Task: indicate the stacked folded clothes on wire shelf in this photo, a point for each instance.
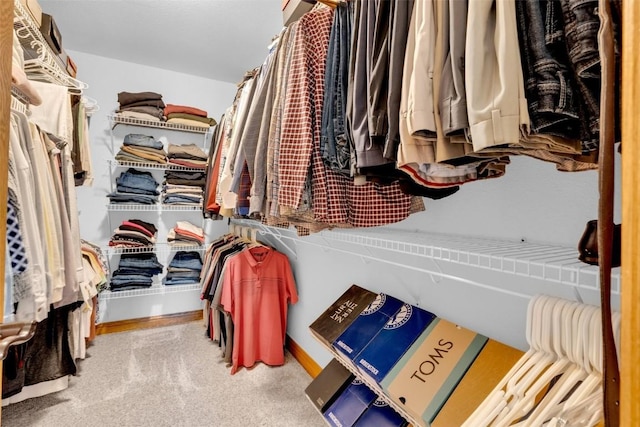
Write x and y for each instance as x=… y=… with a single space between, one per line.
x=185 y=115
x=141 y=105
x=135 y=187
x=184 y=268
x=134 y=233
x=185 y=233
x=135 y=271
x=187 y=155
x=150 y=106
x=140 y=148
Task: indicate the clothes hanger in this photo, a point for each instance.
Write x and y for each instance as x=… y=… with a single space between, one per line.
x=495 y=402
x=554 y=362
x=576 y=374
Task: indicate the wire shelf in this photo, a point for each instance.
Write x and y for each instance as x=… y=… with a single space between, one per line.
x=39 y=59
x=549 y=263
x=117 y=119
x=128 y=207
x=545 y=262
x=156 y=289
x=157 y=166
x=159 y=248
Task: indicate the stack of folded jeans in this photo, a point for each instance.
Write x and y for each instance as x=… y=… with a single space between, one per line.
x=185 y=115
x=141 y=149
x=187 y=155
x=185 y=233
x=135 y=186
x=141 y=105
x=134 y=233
x=190 y=178
x=184 y=268
x=135 y=271
x=186 y=195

------------------------------------------------

▸ **Task to carry out**:
Can you repeat all the items above verbatim, leaving out the pictures?

▸ **Correct answer**:
Task: indicate the stacked folded clothes on wire shelf in this photo, a point for each instance.
Write x and y for each instance as x=… y=… with a single space between, one per line.
x=185 y=115
x=141 y=105
x=135 y=187
x=184 y=268
x=134 y=233
x=185 y=233
x=135 y=271
x=187 y=155
x=150 y=106
x=140 y=148
Task: indicate the clothes hanger in this photo, a point for each instance.
Write x and y for each instance as x=… y=… with a single space between, one per line.
x=495 y=402
x=554 y=362
x=576 y=374
Task: indicate the wire shelf in this photo, a point for each instance.
Write x and y for each instance as x=… y=… with a single space between, one per line.
x=39 y=59
x=549 y=263
x=117 y=119
x=128 y=207
x=545 y=262
x=156 y=289
x=157 y=166
x=159 y=248
Task: indicate the stack of folded jeans in this photo, a point for each instance.
Write x and y for each instance as x=… y=… with a single space between, one per line.
x=185 y=115
x=141 y=149
x=187 y=155
x=185 y=233
x=135 y=186
x=141 y=105
x=134 y=233
x=190 y=178
x=184 y=268
x=135 y=271
x=186 y=195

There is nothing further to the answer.